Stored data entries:
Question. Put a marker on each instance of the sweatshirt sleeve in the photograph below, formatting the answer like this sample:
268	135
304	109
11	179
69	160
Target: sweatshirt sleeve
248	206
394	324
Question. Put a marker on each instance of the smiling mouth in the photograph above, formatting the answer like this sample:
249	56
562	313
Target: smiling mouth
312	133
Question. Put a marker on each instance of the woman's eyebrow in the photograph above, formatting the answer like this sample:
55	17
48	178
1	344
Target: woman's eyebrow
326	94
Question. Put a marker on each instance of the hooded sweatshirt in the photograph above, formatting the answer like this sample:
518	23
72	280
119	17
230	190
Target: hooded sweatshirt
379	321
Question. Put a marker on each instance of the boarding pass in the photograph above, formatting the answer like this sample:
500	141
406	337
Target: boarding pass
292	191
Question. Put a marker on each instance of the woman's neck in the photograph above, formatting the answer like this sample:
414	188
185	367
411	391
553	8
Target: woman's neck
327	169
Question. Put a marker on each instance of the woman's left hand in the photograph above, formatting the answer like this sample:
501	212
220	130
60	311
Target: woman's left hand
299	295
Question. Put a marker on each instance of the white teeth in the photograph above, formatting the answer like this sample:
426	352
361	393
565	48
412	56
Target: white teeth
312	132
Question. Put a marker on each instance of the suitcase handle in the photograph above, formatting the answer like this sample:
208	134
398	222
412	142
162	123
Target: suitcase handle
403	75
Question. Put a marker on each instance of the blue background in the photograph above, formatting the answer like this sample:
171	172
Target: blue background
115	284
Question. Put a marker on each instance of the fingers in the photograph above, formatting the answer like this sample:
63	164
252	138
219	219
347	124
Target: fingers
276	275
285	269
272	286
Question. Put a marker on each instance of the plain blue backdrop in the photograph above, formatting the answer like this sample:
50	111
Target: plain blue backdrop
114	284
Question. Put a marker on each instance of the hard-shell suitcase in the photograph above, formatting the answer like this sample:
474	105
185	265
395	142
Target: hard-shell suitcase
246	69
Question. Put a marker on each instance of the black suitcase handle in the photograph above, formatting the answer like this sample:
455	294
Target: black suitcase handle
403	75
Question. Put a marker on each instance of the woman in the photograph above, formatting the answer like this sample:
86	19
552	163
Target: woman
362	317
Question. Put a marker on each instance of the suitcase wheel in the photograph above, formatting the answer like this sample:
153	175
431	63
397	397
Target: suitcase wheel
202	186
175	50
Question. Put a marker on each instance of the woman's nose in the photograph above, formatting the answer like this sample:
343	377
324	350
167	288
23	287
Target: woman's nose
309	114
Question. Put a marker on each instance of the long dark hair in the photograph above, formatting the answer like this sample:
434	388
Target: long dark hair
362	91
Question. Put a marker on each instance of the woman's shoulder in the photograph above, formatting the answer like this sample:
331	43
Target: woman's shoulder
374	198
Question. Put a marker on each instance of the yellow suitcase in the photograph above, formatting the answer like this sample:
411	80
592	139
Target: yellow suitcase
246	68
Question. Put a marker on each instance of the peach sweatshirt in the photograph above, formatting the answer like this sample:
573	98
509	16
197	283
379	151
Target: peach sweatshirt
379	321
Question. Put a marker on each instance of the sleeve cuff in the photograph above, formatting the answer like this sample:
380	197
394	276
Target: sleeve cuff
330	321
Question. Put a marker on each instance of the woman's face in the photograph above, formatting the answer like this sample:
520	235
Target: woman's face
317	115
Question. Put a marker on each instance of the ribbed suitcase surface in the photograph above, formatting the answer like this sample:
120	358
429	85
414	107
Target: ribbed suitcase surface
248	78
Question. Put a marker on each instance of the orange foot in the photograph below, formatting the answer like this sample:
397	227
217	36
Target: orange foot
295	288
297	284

### Requirement
Check each line of the data above for the word "below" and copy the ones where it is found.

### Reply
Question. Put a marker on each instance of the sweatshirt sleeve in the photograph below, formatting the answer like this sample:
Question. Put a marker on each instance of the orange foot in the photograph below, formatting the answer like this sample:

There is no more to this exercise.